## EXERCISE DATA
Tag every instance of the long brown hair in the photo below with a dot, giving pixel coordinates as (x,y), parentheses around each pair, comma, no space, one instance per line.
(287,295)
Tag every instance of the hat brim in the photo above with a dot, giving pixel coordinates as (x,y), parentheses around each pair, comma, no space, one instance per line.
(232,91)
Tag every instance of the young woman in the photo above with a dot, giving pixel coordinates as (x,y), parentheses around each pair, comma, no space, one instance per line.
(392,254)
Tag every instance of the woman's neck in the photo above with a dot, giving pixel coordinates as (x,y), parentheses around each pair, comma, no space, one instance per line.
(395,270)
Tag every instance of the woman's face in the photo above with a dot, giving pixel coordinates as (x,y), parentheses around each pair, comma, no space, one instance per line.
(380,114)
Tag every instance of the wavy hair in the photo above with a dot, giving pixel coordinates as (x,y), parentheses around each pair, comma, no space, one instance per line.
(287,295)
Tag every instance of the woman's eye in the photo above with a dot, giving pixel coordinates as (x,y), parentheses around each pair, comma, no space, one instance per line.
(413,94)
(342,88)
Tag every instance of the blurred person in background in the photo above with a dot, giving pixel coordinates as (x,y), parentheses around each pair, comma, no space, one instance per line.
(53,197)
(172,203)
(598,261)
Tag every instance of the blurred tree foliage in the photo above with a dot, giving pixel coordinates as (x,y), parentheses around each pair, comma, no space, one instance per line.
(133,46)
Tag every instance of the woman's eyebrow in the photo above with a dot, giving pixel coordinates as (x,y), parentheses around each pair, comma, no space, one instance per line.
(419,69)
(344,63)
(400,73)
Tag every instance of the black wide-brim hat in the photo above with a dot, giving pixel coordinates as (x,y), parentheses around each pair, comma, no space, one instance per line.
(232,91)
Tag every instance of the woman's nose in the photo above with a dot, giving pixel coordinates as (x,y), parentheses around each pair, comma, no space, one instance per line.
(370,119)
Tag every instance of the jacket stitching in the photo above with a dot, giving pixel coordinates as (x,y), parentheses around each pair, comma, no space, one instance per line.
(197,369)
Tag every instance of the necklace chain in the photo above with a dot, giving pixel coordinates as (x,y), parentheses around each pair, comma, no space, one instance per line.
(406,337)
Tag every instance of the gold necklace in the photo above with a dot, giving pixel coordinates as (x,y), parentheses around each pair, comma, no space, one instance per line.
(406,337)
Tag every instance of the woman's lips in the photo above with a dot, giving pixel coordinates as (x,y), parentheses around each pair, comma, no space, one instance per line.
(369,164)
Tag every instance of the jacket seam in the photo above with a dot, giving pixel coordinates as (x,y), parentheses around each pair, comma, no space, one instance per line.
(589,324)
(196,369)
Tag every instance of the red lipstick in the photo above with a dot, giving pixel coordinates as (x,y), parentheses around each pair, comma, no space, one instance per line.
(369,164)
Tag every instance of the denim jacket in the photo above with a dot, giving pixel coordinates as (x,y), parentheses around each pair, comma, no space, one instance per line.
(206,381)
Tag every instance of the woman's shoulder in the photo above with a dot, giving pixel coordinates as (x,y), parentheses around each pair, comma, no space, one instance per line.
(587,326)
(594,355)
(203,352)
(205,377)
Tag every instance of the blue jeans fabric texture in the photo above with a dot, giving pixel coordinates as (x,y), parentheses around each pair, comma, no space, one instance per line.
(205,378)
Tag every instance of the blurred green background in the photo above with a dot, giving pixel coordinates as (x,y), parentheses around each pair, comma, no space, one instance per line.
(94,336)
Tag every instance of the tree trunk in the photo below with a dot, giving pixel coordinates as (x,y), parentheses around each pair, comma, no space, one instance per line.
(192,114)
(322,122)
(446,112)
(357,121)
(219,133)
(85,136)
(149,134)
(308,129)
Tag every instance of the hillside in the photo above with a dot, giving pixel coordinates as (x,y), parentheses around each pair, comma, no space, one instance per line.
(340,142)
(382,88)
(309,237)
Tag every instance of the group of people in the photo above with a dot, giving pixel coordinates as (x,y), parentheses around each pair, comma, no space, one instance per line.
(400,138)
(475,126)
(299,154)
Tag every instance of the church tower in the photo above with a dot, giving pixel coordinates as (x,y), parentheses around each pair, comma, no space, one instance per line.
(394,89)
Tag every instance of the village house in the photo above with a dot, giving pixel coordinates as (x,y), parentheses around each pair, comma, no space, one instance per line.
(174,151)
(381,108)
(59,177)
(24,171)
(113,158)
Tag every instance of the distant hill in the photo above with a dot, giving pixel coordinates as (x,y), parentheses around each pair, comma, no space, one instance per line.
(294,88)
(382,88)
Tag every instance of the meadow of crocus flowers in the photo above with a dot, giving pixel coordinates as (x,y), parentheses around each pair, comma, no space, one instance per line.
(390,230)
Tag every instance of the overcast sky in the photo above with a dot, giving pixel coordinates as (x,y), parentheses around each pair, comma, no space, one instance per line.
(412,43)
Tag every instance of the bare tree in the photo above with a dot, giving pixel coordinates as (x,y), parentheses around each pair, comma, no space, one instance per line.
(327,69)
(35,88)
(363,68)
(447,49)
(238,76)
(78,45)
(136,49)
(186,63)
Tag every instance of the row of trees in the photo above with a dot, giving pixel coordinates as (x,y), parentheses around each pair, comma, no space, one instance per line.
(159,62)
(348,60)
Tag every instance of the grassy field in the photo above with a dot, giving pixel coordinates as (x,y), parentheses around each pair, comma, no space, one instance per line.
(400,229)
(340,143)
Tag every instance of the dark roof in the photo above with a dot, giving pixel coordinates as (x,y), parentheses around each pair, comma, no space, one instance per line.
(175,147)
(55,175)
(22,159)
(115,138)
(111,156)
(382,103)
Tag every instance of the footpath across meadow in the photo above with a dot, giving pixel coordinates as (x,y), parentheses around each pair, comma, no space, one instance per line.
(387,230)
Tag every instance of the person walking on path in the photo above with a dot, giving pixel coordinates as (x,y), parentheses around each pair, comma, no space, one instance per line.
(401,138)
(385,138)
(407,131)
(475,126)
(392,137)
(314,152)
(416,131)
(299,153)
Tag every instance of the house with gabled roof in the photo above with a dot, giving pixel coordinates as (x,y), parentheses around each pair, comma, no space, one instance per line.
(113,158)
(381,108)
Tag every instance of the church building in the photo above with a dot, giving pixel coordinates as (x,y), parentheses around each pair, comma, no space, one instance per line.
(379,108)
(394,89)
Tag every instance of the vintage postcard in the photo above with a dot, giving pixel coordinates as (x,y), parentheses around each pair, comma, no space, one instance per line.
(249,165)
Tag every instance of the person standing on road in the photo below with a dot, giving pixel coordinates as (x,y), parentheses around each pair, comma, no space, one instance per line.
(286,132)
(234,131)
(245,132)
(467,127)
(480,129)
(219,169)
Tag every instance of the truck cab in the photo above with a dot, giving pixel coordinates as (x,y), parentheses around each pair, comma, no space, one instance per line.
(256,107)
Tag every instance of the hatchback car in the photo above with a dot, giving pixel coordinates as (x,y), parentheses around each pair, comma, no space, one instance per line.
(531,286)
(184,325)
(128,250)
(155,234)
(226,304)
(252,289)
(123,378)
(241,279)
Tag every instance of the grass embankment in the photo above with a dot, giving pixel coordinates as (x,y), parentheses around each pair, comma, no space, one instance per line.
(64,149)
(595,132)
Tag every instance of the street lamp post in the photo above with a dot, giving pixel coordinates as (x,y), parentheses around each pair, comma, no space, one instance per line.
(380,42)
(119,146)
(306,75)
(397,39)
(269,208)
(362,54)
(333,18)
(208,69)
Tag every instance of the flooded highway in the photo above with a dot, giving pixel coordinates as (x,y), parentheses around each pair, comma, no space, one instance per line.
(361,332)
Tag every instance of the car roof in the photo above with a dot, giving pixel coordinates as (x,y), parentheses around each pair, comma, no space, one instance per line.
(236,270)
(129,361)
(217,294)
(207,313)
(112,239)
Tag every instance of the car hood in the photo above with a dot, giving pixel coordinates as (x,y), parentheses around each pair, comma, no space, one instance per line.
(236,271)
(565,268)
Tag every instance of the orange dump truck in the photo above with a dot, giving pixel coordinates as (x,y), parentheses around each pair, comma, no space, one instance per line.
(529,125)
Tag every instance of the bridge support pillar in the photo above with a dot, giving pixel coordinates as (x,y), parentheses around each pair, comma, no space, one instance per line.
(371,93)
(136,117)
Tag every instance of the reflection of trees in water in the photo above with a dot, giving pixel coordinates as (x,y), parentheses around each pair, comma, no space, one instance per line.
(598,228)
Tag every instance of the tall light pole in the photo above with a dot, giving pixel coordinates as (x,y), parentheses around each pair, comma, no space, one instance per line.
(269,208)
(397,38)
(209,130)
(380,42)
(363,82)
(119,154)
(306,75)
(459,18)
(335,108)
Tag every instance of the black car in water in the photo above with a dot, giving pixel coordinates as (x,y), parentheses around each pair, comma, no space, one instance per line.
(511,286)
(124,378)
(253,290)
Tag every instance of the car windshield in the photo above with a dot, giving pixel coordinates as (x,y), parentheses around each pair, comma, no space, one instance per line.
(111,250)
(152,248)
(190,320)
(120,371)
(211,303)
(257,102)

## EXERCISE
Copy the lines from the one containing "Tag every instance of the tall" through the end of the items, swapping "with a dot" for "with a marker" and leaving everything else as it is.

## TASK RESPONSE
Tag every instance of the tall light pole in the photo above with a marker, giving pixel coordinates as (x,y), parentheses around each pair, comma, no space, one instance per line.
(269,208)
(397,38)
(209,130)
(380,42)
(363,82)
(119,154)
(306,75)
(459,18)
(335,108)
Tag every instance of the black car in water in the photo above with a marker, giving pixel coordinates as (x,y), parentheses around each pair, comma, no space, one instance per line.
(511,286)
(124,378)
(253,290)
Tag every instance of the car windshield in the photo above with a marker, giving pixel coordinates as (x,y), parentheses around each pair, comma, no space, one instance per line.
(111,250)
(152,248)
(190,320)
(120,371)
(211,303)
(257,102)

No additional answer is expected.